- [Task instructions] Please copy the records below, swapping every "innermost point" for "center point" and leaving everything else untouched.

- [Records from a data source]
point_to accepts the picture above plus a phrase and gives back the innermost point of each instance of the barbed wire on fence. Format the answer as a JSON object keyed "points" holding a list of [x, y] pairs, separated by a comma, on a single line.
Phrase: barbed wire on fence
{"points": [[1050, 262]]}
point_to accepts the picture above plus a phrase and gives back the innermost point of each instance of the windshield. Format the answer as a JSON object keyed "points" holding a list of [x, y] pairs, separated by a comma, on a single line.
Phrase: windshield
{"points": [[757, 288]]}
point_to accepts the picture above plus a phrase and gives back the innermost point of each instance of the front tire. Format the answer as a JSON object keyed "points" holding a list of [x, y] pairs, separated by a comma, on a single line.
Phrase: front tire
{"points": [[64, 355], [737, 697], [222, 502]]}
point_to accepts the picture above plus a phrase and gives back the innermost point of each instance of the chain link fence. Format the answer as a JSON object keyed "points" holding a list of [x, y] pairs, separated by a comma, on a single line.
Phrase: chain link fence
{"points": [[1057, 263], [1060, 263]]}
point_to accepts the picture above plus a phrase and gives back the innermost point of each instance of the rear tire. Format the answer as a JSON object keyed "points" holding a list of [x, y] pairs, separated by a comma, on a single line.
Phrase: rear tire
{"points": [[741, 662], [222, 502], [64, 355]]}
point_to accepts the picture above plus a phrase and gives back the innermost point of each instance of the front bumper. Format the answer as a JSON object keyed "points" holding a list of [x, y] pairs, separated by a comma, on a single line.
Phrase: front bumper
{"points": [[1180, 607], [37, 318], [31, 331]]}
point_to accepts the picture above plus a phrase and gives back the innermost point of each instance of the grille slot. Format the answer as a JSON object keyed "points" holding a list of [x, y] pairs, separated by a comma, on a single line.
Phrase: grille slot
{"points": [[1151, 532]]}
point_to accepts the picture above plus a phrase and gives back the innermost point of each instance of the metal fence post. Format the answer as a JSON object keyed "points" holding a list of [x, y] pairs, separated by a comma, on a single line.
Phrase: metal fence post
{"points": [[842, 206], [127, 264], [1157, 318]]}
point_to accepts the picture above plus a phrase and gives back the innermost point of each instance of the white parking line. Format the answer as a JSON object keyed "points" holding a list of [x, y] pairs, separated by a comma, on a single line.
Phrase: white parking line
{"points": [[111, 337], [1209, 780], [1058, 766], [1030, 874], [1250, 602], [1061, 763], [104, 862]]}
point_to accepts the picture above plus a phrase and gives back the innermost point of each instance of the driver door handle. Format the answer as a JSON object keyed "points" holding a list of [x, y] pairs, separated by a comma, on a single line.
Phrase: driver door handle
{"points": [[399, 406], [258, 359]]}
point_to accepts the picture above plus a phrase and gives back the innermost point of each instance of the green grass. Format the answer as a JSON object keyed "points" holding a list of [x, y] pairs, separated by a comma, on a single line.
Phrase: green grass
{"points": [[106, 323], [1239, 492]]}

- [Result]
point_to accepts the picture above plus a phrase and gives back the center point of each instance of the barbed wire on fence. Format the answer as a JSON object keyed "points" holding a list of [x, y] pairs, separated by a comma, on a single line.
Phrase: barbed wire on fence
{"points": [[1050, 262]]}
point_to accepts the picture above plus a phrase and gives back the center point of each instance of the windshield. Format the answer as a JSON object keyed "points" holding a list of [x, y] pairs, separated by a comma, on a single line.
Phrase: windshield
{"points": [[757, 288]]}
point_to accepts the picture above plus a phrase and gives back the center point of each instance of the front tire. Format the answer as a JSON object keyed "points" holding a list of [x, y] pairs, separated by a comma, on a single line.
Phrase: front tire
{"points": [[64, 355], [737, 697], [222, 502]]}
point_to accepts the picture above plus a phrase and gives back the center point of each instance of the chain link fence. Format the answer as a JSON object keyed "points" holding a list of [x, y] pairs, separated by a comma, on a single line.
Phrase: chain link fence
{"points": [[1057, 263], [1060, 263]]}
point_to accepts the picture above plus a phrase and gives back the center point of each instance of the rear tire. Format the answer as a JSON object keyed "points" holding a list of [x, y] pairs, separated by a comma, on a single line.
Phrase: rear tire
{"points": [[741, 662], [222, 502], [64, 355]]}
point_to accepts the picture above plus a phrase and gives back the center point of each instance of the front bumper. Format the answer as a JSON object keyed "points" holding a list of [x, y] pairs, separated by a comma, on a single line.
Phrase: front bumper
{"points": [[1180, 607], [37, 318], [31, 331]]}
point_to accepts the picture above plus a phrase and gives back the center point of each instance of the grille slot. Format the answer as a JSON object keyed "points" holding a list of [x, y] pairs, separated by a comma, on a single line.
Phrase: grille slot
{"points": [[1151, 532]]}
point_to accepts the picture above plus a phrase and gives back the center point of each instance of the metal fence post. Format the answer as a JSON object keyed "points" holding a list of [x, y] pairs, separated by a comma, on a single line.
Phrase: metal fence post
{"points": [[842, 206], [127, 264], [1157, 318]]}
point_to accepts the picture above plus a phrase and gives back the center point of each instance of the white parking line. Format the answer as a JSON object keyed "points" holding a list of [x, y] pairs, separated by a comma, on a single line.
Phrase: white parking line
{"points": [[111, 337], [1209, 780], [1058, 766], [1030, 874], [1250, 602], [1061, 763], [104, 862]]}
point_to accepts the picture above plus a phrase and gives back the center point of each instance of the driver door handle. Format the answer as a JSON object keyed "points" holding a list of [x, y] pairs, separated by a comma, on a single line.
Phrase: driver door handle
{"points": [[399, 406], [258, 359]]}
point_to accepts the picture above plus a phrase and gives back the center point of each instance of the green grass. Format the answer as a JSON object keyed "points" holding a list of [x, y] pairs, separated by a comma, on a single line.
Phrase: green grass
{"points": [[106, 323], [1239, 492]]}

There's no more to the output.